**SELECTED EXTRACT:**
⟨

The Case Against Another War in Iraq
The president's developing campaign against the Islamic State is shaking out to be more emotionally reactive than purpose-driven. By David Frum
President Obama’s speech to the nation on Wednesday night will deliver a simple, clear, and forceful message: “Don’t blame me.”
The top foreign-policy priority of the president’s first term was to end the U.S. commitment in Iraq as rapidly and completely as possible, with minimal regard for what followed.
That policy was successfully implemented. Now we face the policy’s consequences: the rise of the Islamic State of Iraq and Syria (ISIS). So today we have a new priority: back to Iraq, back to war. To the untutored, that might seem like a pretty dismal outcome.
No matter how bad things, look, though, it’s always possible to make them worse. A war now against ISIS will do just that.
The war against ISIS is a war that will be fought in alliance with Iran in support of Iranian client states: the Assad regime in Damascus and the sectarian Shiite government in Baghdad. Obama forced Iran’s special friend Nouri al-Maliki to resign as Iraqi prime minister. That prettied up the Baghdad government’s image, but the real power in Iraq remains the Iranian Revolutionary Guard Corps (IRGC). If U.S. airpower weakens ISIS, it’s the IRGC that will command the advancing Iraqi forces—and IRGC cadres who will stiffen the demoralized Iraqi army. In Syria, that same job will be done by Hezbollah.
If the United States were the kind of cold-blooded, realpolitik-practicing, 19th-century power so lovingly described by Henry Kissinger in his excellent histories, then the U.S. government might extract some cynical advantage from the situation. “Okay Mr. Ayatollah, we’ll save your bacon—pardon the expression—in Syria and Iraq. But we want something in return…”
For better or worse, however, the United States is not such a power. It is a moralistic democracy, accountable to voters who remember 35 years of Iranian terror attacks on Americans around the world. Alliance with an unreformed Iran is deeply embarrassing. The president has covered this embarrassment with the tried-and-true politicians’ method of refusing to acknowledge the blazingly obvious. The policy in Syria and Iraq is to bomb to smithereens the deadliest enemies of Bashar al-Assad and the mullahs of Iran—while insisting that the U.S. has no intention of helping Assad or the mullahs. Viscount Melbourne, Queen Victoria’s first prime minister, offered this explanation of cabinet government: “It doesn’t matter what damn lie we tell, so long as we all tell the same damn lie.” Helpful advice then, helpful advice now.

⟩

**WHAT YOU WILL DO:**
a - Answer these questions from the essay against another war in Iraq, one line each:
(i) Whom did Obama force to resign as Iraqi prime minister?
(ii) According to the essay, who will do the IRGC's job in Syria?
(iii) Which prime minister of Queen Victoria does the essay quote?
b - Carry on writing the essay against another war in Iraq, picking up right after its final sentence.

**RECORDED DATA:**
⟨

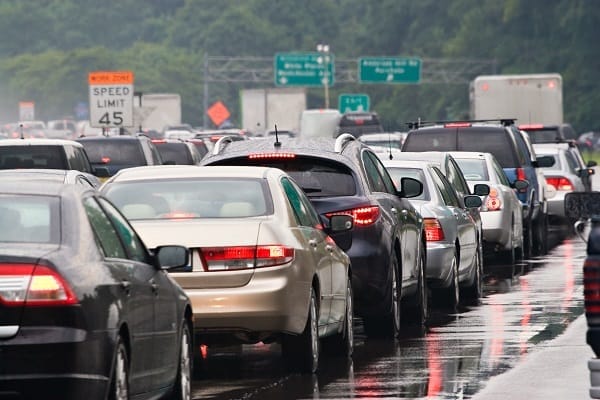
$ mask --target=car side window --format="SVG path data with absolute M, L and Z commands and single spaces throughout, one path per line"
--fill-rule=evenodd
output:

⟩

**ANSWERS TO EACH TASK:**
a -
(i) Nouri al-Maliki
(ii) Hezbollah
(iii) Viscount Melbourne

b -
The trouble with the policy of aid-Iran-but-don’t-admit-it is that the United States receives nothing in return—and specifically, no abatement of the Iranian nuclear program. The Obama administration may hope that by acting as Iran’s air force today, the United States may somehow gain Iranian goodwill tomorrow. Instead, the bizarre real-world effect of the administration's deny-the-obvious messaging is to empower the Iranians to act as if they were doing the United States a favor by allowing the United States to whomp their enemies for them.
This summer, Obama told Thomas Friedman of The New York Times that his greatest foreign-policy regret was not following up on his Libya intervention to ensure a stable transition to a new government. As admissions go, this one was a flabbergaster. Over four years, first in the U.S. Senate, then as a candidate for president, Barack Obama powerfully upbraided the Bush administration for the defects of its plan to stabilize Iraq after overthrowing Saddam. If he hit that point once, he hit that point a thousand times. Yet when it became his turn to overthrow a dictatorial regime, he dismissed his own top critique of his predecessor. He went to war in Libya without any clear idea of what was to come after, or how that was to be achieved. But more incredibly yet, Obama is now preparing another intervention—this one vastly more important—in Syria and Iraq with no clearer idea of what he hopes to achieve than he had in Libya.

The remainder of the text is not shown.